Please show each line in the rows below that contains the word "person". Case counts, so match capitals and lowercase exactly.

_Extracted data_

[START]

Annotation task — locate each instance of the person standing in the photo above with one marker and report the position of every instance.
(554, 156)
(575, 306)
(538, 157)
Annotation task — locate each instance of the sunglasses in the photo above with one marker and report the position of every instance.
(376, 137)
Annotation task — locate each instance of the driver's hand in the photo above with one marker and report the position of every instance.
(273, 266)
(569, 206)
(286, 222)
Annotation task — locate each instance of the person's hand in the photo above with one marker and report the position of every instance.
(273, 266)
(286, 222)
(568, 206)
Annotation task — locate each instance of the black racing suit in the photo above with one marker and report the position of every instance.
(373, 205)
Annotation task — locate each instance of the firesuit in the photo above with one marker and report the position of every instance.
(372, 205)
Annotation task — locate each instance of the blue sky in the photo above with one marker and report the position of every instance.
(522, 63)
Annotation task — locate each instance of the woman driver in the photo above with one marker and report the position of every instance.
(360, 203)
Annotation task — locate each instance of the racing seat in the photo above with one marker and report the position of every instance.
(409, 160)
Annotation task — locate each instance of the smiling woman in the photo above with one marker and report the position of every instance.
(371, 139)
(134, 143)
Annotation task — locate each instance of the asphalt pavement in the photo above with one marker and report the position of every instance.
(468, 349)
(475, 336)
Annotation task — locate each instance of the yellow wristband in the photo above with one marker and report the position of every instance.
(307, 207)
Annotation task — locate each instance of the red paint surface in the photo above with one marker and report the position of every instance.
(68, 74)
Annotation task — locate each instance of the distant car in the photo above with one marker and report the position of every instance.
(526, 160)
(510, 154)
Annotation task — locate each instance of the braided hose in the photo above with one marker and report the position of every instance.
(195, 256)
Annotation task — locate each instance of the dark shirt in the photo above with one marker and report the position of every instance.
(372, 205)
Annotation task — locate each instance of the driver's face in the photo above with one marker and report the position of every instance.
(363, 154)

[END]
[START]

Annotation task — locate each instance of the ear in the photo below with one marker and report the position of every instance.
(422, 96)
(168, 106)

[END]

_Task result_
Annotation task — locate each instance of the person standing in the photo above with one marker and report the position of every instance.
Annotation task — locate each instance of the person's hand in the photo above with one marker and report the position of every instance.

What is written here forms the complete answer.